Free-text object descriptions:
....
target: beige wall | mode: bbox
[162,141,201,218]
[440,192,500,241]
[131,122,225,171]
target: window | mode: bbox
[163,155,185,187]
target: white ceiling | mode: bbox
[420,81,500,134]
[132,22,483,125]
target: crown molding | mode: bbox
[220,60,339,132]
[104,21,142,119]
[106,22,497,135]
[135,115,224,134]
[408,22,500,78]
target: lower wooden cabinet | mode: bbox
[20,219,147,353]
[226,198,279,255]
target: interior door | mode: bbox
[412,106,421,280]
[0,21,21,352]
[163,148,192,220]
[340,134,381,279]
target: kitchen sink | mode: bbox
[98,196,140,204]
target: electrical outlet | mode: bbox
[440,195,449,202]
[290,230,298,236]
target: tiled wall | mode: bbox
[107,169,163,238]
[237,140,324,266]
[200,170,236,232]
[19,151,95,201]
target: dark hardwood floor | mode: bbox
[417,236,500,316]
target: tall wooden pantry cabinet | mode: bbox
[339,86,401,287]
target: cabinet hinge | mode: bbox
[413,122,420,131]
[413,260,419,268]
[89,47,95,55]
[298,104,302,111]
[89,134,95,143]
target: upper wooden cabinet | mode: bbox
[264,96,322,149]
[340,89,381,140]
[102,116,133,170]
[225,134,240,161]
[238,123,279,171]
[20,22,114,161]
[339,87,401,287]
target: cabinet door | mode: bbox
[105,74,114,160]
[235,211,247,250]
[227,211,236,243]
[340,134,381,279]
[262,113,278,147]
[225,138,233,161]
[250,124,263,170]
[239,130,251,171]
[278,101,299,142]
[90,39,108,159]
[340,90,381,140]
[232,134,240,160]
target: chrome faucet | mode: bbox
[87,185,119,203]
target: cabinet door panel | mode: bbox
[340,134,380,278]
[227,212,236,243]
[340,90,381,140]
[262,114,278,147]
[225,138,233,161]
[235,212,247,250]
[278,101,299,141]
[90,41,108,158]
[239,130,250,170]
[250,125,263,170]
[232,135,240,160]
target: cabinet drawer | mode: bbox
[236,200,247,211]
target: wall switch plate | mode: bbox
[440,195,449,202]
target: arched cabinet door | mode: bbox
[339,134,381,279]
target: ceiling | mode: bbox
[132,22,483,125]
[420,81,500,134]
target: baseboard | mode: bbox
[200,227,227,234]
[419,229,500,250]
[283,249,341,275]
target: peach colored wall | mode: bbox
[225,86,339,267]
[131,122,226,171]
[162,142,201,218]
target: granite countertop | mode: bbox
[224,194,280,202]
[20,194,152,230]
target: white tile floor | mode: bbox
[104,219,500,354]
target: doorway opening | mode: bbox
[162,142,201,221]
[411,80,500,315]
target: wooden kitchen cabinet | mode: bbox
....
EXERCISE REQUIREMENTS >> Return only the lines running from the line with "target: granite countertop | mode: bbox" to the last line of the records, both included, exactly as written.

RESPONSE TO THE EXERCISE >>
target: granite countertop | mode: bbox
[224,194,280,202]
[20,194,152,230]
target: white tile floor | mode: bbox
[104,219,500,354]
target: doorway opening | mode: bbox
[162,142,201,221]
[411,80,500,315]
target: wooden kitchen cabinet | mode: bbox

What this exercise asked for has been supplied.